◆ **ZU ERLEDIGEN**
**1)** Gib den Abschnitt des Forumsbeitrags, der bei „Plötzlich brach aprupt“ beginnt und bei „spinnt das dlan.“ endet, noch einmal wieder und tausche dabei „Laptop“ gegen „Notebook“ aus.
**2)** Zähle alle Geräte auf, die im Forumsbeitrag unter „Erstmal allgemeine Infos“ genannt werden.
**3)** Wo steht laut Forumsbeitrag der Router?

::: AUSGEWÄHLTER TEXT

# Internetverbindung mit dLan plötzlich extrem langsam



## 98romi (23. April 2014)

*Internetverbindung mit dLan plötzlich extrem langsam*

Hallo PCGHX-Community,

Ich habe ein riesengroßes Problem mit meinen dlan-adaptern "devolo 500 av mini".

Erstmal allgemeine Infos:
Router: FritzBox 7390, befindet im Keller
dLan: Devolo 500 AV mini Starter Kit
Laptop: im 1.OG

dlan1: am router
dlan2: am laptop


Am Anfang gingen die dLAN-Adapter noch einwandfrei (in einer normalen Steckdose):
Download: 7,7 mb/s
Upload: 4 mb/s

Danach stecke ich den dLan-Adapter, der mit meinem Laptop verbunden war, an ein Verlängerungskabel:
Download: 4 mb/s
Upload: 2,5 mb/s

Plötzlich brach aprupt die Verbindung ab, bei meinem Laptop (an dem das dlan zum test angeschlossen war) hing sich gleichzeitig die explorer.exe auf, als ich eine weitere Kopie auf einen anderen PC in unsererm Netzwerk starten wollte. Seitdem spinnt das dlan.

::::::
::: DATENZEILEN

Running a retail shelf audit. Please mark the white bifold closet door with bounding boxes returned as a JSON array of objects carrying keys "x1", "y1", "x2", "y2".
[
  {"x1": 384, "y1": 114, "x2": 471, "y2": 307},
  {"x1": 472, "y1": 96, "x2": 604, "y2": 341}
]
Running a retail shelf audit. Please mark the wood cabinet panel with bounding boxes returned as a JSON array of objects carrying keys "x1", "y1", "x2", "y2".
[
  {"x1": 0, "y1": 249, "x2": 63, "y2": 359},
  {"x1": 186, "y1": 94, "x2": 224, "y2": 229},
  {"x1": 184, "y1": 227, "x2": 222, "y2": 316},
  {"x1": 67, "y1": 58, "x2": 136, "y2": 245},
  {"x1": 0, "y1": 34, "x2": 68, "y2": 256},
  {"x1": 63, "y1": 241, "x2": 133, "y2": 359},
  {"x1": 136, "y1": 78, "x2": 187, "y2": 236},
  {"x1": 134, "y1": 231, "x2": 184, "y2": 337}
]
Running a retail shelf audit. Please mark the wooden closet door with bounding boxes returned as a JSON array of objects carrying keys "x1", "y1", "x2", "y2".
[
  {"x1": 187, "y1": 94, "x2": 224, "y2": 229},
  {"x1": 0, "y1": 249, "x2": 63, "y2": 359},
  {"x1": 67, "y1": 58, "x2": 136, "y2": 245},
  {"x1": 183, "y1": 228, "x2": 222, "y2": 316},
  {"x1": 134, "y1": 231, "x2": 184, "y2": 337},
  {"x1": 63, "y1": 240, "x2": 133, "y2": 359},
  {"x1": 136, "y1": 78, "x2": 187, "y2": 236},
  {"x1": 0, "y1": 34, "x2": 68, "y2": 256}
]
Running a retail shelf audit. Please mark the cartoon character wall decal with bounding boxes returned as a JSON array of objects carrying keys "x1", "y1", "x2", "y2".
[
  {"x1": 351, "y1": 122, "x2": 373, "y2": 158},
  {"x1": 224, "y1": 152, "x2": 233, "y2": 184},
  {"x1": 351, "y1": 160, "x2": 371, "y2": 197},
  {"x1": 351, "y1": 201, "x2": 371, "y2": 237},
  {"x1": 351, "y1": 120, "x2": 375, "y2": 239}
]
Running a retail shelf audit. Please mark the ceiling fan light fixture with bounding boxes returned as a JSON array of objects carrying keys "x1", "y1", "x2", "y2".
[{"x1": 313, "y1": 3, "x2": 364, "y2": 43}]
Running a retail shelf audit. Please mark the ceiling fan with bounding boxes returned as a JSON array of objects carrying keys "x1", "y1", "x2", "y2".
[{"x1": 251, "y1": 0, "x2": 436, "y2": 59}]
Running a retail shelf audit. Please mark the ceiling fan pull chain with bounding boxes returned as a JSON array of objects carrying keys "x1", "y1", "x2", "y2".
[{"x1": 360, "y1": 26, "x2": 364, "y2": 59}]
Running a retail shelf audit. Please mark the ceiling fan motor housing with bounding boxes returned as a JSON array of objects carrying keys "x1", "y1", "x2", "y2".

::::::

◆ **SCHRIFTLICHE ANTWORTEN**
**1)**
Plötzlich brach aprupt die Verbindung ab, bei meinem Notebook (an dem das dlan zum test angeschlossen war) hing sich gleichzeitig die explorer.exe auf, als ich eine weitere Kopie auf einen anderen PC in unsererm Netzwerk starten wollte. Seitdem spinnt das dlan.

**2)**
- Router: FritzBox 7390
- dLan: Devolo 500 AV mini Starter Kit
- Laptop

**3)** Im Keller.